WHAT THE TASK REQUIRES ->
Please write out the part of the cyber insurance article below, starting with "Increased risk, incurred" and going on through "before coverage begins.".

EXCERPTED PASSAGE ->
[Start of Attachment]
Written by Asaf Ashkenazi
Industry estimates suggest the global cyber insurance business could reach approximately $20 billion by 2020. Currently, most cyber insurance policies cover damages related to data leaks, such as the inadvertent publication of SSNs, bank account or credit card numbers and patient medical history. Other cyber insurance policies offer compensation for ransomware payments.
The industry is also preparing itself for actual physical damage caused by cyber criminals. This is because Internet of Things (IoT) devices connect the physical world with the digital realm. Hijacked IoT devices and systems can potentially cause significant damage and are a huge liability if they remain unprotected. For example, in 2015, cyber criminals targeted a steel mill in Germany, manipulating and disrupting various control systems. According to Wired, a blast furnace in the mill could not be properly shut down, resulting in “massive” (though unspecified) damage.
Perhaps not surprisingly, Booz Allen Hamilton warns that the impact of cyber-attacks against Industrial Control Systems (ICS) could be devastating.
“Attacks can cause extended operational halts to production and physical damage and even jeopardize the safety of employees and customers,” the organization stated. “The attack surface for ICS is larger than just the ICS devices, equipment and networks: It extends to all parts of an organization, including the extended supply chain.”
One basic premise of any insurance policy is the ability to precisely assess risk versus potential damage. Clearly, the risk for cyber security insurance that covers physical damage caused by a cyber attack will be negatively affected by the extent of the attack vector. This vector is also represented by the number of connected endpoints and the physical damage each IoT endpoint can potentially cause if compromised.
Increased risk, incurred by unprotected endpoints, will inevitably result in higher policies, deductibles and other limitations that makes cyber insurance all but unaffordable for many businesses. Moreover, insurance companies could potentially require proof of specific security measures taken by the policy owner to reduce the risk of attacks. In the future, insurance companies may also demand their policy holders implement a certain level of security before coverage begins.
[End of Attachment]
Collected data
[Start of Attachment]
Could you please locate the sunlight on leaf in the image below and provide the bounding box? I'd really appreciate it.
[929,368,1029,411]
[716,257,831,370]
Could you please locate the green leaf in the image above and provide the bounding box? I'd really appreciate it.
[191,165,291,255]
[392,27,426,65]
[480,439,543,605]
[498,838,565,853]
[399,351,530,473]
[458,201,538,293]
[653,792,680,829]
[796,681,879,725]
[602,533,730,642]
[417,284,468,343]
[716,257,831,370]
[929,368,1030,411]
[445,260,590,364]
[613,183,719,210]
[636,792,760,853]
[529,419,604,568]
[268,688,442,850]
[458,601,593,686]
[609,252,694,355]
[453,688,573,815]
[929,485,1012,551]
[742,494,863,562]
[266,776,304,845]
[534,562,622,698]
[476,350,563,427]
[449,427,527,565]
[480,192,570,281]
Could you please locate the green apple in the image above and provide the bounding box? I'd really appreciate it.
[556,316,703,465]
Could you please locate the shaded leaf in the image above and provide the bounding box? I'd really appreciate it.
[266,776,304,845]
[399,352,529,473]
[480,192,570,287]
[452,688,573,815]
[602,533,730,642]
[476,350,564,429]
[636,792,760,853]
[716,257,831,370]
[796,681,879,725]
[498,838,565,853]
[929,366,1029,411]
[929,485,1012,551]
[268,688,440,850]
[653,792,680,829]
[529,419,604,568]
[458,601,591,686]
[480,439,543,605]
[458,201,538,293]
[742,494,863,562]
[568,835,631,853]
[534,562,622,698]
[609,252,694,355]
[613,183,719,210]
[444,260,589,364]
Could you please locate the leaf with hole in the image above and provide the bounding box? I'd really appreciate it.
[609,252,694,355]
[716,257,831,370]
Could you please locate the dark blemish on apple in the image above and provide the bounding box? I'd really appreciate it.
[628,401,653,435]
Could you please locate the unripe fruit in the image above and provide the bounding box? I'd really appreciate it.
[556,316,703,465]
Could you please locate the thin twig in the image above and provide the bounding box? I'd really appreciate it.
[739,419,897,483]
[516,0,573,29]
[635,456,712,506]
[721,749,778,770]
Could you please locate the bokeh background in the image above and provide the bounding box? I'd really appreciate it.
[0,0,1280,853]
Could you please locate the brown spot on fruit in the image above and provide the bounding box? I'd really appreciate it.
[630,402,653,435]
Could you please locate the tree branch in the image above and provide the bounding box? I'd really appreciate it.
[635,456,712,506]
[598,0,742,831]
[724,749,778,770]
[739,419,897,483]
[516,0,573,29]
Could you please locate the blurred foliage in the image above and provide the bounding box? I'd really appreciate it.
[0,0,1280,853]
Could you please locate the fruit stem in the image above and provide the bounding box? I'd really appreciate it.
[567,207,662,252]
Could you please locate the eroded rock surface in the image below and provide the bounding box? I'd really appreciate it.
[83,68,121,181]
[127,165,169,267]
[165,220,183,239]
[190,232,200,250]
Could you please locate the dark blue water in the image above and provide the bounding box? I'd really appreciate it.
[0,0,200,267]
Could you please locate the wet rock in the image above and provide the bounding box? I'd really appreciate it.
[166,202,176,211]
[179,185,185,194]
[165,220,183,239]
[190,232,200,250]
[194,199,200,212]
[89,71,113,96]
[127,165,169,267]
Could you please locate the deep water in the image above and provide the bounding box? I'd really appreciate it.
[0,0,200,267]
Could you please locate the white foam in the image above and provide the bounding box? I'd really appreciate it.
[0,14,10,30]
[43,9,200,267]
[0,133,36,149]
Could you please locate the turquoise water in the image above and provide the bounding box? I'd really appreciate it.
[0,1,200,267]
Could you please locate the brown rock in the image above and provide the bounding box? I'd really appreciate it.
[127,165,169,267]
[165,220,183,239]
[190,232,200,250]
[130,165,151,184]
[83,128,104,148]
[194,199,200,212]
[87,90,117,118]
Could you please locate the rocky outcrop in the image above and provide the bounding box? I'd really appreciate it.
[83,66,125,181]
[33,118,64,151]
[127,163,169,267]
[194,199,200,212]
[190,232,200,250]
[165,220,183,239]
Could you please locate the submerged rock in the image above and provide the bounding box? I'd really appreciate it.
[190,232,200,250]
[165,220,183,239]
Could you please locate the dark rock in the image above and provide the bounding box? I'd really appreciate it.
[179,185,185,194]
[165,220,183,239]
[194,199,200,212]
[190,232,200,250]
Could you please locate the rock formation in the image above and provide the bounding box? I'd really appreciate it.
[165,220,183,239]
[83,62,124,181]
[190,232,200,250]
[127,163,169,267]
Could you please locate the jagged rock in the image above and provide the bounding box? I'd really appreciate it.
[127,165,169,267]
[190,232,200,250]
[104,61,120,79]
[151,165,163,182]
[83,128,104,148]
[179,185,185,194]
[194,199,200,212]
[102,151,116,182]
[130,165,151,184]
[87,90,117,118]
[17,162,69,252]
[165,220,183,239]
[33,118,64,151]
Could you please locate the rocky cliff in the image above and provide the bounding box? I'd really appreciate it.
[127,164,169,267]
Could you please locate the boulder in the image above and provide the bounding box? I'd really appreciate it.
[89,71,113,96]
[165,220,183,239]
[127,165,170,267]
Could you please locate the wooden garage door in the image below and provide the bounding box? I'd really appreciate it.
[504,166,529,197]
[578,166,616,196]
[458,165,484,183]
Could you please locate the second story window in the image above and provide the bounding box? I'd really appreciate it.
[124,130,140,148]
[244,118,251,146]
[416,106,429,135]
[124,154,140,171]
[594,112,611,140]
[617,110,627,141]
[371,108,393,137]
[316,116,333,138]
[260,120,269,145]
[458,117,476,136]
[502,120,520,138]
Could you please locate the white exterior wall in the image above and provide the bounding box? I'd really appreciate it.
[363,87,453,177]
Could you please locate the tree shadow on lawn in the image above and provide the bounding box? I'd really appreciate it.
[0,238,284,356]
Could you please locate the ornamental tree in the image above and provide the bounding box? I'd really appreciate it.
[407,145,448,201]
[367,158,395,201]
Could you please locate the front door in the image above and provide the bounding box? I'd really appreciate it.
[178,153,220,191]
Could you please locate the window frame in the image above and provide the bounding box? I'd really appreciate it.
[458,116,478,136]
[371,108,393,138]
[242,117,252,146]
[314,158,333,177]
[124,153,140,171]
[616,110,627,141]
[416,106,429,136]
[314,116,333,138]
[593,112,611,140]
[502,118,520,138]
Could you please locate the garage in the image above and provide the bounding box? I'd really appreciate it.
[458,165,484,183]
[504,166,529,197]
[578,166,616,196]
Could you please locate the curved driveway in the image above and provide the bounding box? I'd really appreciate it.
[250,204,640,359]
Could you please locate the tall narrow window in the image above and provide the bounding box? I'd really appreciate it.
[End of Attachment]
RESULT OF THE EXERCISE ->
Increased risk, incurred by unprotected endpoints, will inevitably result in higher policies, deductibles and other limitations that makes cyber insurance all but unaffordable for many businesses. Moreover, insurance companies could potentially require proof of specific security measures taken by the policy owner to reduce the risk of attacks. In the future, insurance companies may also demand their policy holders implement a certain level of security before coverage begins.